Task: Go through the data below and transcribe it exactly. Omit the images.

Source information:
□ □ □

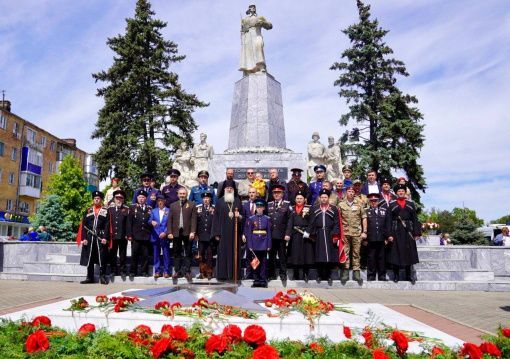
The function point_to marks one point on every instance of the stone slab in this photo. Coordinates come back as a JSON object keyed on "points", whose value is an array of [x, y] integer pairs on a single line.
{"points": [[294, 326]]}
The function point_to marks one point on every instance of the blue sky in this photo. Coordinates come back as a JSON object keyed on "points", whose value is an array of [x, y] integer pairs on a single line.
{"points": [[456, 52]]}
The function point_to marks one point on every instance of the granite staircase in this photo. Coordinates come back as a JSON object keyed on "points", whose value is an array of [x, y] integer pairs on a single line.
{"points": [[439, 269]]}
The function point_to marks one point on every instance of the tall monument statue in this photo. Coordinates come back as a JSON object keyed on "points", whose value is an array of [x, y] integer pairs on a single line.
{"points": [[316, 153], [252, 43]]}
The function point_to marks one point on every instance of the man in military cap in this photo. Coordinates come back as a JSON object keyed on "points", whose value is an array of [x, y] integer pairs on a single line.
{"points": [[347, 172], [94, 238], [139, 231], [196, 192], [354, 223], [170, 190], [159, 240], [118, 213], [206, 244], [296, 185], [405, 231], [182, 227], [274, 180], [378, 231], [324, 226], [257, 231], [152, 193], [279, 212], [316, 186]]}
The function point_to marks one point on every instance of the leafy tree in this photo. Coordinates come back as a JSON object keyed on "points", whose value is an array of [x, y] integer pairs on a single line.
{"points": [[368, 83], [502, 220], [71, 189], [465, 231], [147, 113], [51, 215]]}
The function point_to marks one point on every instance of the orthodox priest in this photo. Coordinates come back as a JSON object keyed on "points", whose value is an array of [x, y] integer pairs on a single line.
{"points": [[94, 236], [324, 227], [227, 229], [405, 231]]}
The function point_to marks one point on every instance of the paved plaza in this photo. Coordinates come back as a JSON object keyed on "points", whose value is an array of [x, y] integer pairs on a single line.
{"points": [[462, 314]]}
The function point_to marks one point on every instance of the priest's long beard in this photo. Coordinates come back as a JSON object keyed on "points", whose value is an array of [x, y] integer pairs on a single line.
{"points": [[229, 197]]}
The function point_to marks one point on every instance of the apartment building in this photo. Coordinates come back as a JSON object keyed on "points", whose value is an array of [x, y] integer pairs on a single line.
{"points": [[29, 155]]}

□ □ □

Result of the task:
The function point_to marks one point on every instance of the stone slab in this photo. Coordinates come back as a JSON object keyed on "points", whose value is an array of [x, y] integer pairs on a single line.
{"points": [[294, 326]]}
The function point_to marks one point on every instance of the blue sky in this photo. Coordinates come back as a JSON object keyed on "points", whose value is an array of [x, y] integer pairs on a single line.
{"points": [[456, 52]]}
The function point_to marks one point on every instance of the granite staircase in this photo. Coordinates come back as a JSON object keyed on "points", whose value is an array of [x, y] integer pairs on a single line.
{"points": [[439, 269]]}
The function point_to marks one point on every instance of the tall monument statue in this photo. Coordinates come back as a JSON object keyed on "points", whose value is an array of [x, y] integer pairs on a single line.
{"points": [[316, 153], [252, 43]]}
The function point_to marks one point on every instance of the man in military cap in this photo. Coordinates come back as a JSON object keyed on "points", whose value is an array of [x, y] integer pairs on a single line.
{"points": [[347, 172], [94, 238], [139, 231], [196, 192], [354, 223], [170, 190], [159, 240], [118, 213], [206, 244], [296, 185], [405, 231], [182, 227], [274, 180], [378, 231], [324, 226], [257, 231], [152, 193], [279, 212], [316, 186]]}
The function point_to marks one point on every instance of the leafy tree in this photo. Coordinates come back as a JSON object keyed on "points", whose value is an array of [x, y] integer pairs on a single line.
{"points": [[368, 83], [502, 220], [71, 189], [465, 231], [147, 113], [51, 215]]}
The function point_to marks one point on every instance of the orthodox priest in this photo. Coordinates come back as a JSON object keyed on "points", whose value is an array of [x, y] integer pairs on a single line.
{"points": [[94, 236], [324, 227], [227, 229], [405, 231]]}
The function point_to marks one point on every instance of the paved plaza in this photo. Coordinates come back as a JSON object keyed on "points", whose value is an array of [x, y] integer pairs on a single line.
{"points": [[462, 314]]}
The function point_to marks one point on every instance of the priest's long beard in this photo. Coordinates come back as a JSON object keyed on "points", whose value is an array of [x, y] integer pairs on a single line.
{"points": [[229, 197]]}
The function point_to marks one point on every instance of the apartment building in this photo. Coordinates come back as a JSON object keyed on "points", whose value is an array of [x, y] integer pairs on a single line.
{"points": [[29, 155]]}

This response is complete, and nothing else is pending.